■ Extracted entries ■
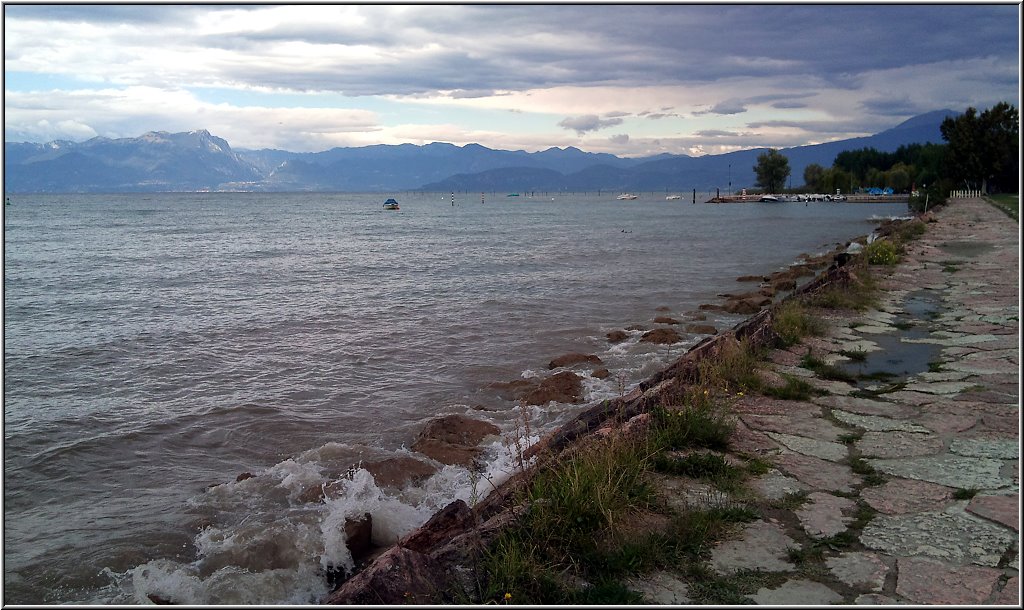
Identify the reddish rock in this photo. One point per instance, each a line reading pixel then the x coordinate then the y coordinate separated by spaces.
pixel 1010 594
pixel 453 520
pixel 743 306
pixel 397 576
pixel 1001 509
pixel 701 329
pixel 744 440
pixel 662 337
pixel 514 389
pixel 573 358
pixel 900 496
pixel 561 387
pixel 358 535
pixel 398 472
pixel 617 336
pixel 453 439
pixel 817 473
pixel 784 284
pixel 928 581
pixel 310 494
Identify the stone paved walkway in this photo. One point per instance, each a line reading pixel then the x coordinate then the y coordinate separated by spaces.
pixel 908 486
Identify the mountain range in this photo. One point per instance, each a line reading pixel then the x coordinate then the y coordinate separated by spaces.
pixel 198 161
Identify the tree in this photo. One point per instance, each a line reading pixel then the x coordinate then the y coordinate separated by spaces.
pixel 984 147
pixel 813 174
pixel 772 170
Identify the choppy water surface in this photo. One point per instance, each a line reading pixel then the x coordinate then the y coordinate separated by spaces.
pixel 158 345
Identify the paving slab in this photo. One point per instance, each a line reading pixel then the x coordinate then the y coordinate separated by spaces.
pixel 900 496
pixel 818 474
pixel 775 485
pixel 950 536
pixel 927 581
pixel 866 406
pixel 811 446
pixel 1010 594
pixel 983 447
pixel 952 471
pixel 898 444
pixel 877 423
pixel 825 515
pixel 801 424
pixel 876 599
pixel 660 587
pixel 1003 509
pixel 940 388
pixel 762 546
pixel 797 593
pixel 859 570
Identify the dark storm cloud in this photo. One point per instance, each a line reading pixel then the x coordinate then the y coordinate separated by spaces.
pixel 893 106
pixel 588 123
pixel 506 47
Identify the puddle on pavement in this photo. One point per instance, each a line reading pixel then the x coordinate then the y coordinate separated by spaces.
pixel 898 360
pixel 968 249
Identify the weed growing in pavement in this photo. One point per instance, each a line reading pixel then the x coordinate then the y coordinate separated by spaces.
pixel 790 502
pixel 882 252
pixel 792 322
pixel 829 372
pixel 857 355
pixel 850 437
pixel 859 294
pixel 795 389
pixel 966 493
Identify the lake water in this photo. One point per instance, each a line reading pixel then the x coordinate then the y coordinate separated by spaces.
pixel 156 346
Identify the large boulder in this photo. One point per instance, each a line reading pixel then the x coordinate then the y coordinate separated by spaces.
pixel 660 337
pixel 701 329
pixel 617 336
pixel 453 439
pixel 513 389
pixel 573 358
pixel 561 387
pixel 744 306
pixel 398 576
pixel 398 472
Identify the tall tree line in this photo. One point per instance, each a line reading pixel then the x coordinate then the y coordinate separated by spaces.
pixel 982 151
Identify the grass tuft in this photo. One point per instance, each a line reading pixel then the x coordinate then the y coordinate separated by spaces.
pixel 793 322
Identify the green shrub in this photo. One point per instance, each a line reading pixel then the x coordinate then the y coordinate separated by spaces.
pixel 792 322
pixel 882 252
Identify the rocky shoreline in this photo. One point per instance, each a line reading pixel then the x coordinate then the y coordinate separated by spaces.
pixel 413 569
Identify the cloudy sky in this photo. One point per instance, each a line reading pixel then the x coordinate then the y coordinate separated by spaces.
pixel 625 79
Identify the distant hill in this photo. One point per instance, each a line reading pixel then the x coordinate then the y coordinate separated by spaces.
pixel 199 161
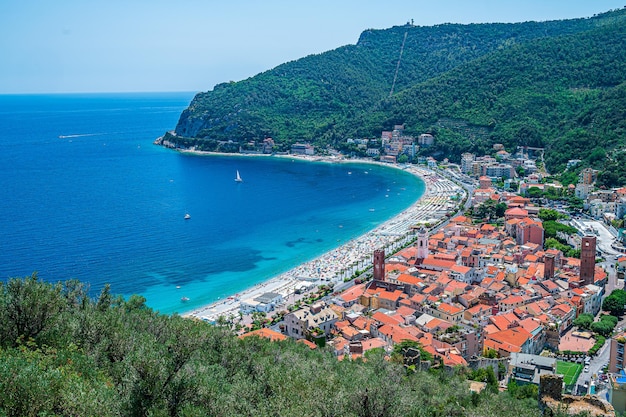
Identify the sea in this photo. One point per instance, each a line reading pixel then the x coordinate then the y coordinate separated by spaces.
pixel 86 195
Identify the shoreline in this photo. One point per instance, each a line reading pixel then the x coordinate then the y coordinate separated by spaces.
pixel 336 264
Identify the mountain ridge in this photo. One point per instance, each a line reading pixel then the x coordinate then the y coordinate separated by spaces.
pixel 329 97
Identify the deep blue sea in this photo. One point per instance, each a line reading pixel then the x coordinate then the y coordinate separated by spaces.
pixel 86 195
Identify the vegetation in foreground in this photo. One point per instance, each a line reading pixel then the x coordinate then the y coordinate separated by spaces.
pixel 63 353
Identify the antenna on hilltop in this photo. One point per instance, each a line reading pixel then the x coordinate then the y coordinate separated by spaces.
pixel 395 76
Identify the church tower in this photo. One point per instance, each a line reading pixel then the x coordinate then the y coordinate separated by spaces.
pixel 588 259
pixel 422 246
pixel 379 264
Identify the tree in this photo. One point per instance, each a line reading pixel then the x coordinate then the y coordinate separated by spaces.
pixel 400 349
pixel 613 305
pixel 28 308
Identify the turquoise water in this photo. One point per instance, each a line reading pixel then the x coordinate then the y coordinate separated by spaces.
pixel 86 195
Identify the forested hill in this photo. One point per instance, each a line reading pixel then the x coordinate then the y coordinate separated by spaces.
pixel 64 354
pixel 497 77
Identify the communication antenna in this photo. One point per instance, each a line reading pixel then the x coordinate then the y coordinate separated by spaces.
pixel 395 76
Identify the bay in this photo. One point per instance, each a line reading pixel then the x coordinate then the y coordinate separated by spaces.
pixel 86 195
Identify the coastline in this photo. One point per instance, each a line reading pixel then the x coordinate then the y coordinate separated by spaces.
pixel 334 265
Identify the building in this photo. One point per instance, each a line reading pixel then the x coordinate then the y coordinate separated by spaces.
pixel 527 369
pixel 299 324
pixel 499 171
pixel 379 264
pixel 548 265
pixel 422 246
pixel 425 139
pixel 466 162
pixel 588 259
pixel 302 149
pixel 616 355
pixel 264 303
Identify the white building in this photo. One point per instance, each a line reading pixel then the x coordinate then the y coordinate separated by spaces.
pixel 299 323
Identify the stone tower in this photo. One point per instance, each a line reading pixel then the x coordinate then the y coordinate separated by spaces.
pixel 587 259
pixel 422 246
pixel 548 266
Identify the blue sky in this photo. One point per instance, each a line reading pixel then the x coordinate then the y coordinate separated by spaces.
pixel 191 45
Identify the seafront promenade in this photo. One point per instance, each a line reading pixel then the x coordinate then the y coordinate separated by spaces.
pixel 441 197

■ Task goal ■
Everything from the line with "Identify the blue" to the last line of the entries above is to be retyped exactly. Include both ends.

■ Task output ■
Identify the blue sky in this photo. One point per instance, each a line reading pixel then the x coordinate then the y coordinate separated by spaces.
pixel 191 45
Identify the seafront promenade in this photo. One point per instance, each a line reading pixel then the x coordinate then the y coordinate separated by spaces.
pixel 441 197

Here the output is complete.